Stored items from a collection:

_ _ _ _ _

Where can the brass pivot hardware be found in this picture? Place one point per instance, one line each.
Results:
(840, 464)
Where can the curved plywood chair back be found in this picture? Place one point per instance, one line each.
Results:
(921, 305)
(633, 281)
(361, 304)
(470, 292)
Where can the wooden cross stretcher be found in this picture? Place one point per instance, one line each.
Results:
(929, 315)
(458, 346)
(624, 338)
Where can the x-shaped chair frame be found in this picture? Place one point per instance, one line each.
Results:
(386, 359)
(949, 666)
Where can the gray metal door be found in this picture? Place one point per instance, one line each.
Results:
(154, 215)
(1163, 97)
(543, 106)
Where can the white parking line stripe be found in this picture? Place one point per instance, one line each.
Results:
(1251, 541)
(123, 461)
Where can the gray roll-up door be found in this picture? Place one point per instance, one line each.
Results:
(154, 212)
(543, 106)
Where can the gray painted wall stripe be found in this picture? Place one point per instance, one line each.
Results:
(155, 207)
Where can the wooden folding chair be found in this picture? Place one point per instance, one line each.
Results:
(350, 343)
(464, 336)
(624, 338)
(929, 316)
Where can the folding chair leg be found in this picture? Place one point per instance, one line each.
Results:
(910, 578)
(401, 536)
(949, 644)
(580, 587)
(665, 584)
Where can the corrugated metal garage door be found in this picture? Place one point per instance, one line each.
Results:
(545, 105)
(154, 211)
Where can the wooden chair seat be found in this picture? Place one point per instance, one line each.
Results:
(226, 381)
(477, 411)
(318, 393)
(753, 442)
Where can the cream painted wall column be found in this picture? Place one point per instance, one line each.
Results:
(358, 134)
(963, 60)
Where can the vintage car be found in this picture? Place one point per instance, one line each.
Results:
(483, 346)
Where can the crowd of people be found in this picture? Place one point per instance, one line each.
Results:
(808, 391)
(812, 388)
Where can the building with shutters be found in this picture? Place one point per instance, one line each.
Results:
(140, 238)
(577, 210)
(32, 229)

_ _ _ _ _

Exercise description:
What's needed is a word-for-word copy of the lines from the one holding "Where can the crowd" through the final line of the data.

Answer area:
Where can the crowd of people be found in this picture? Place one point per instance, one line each.
Results:
(808, 391)
(812, 388)
Where can the building with shutters be found in this picture? Place one point per instance, one line each.
Results:
(140, 238)
(577, 210)
(32, 229)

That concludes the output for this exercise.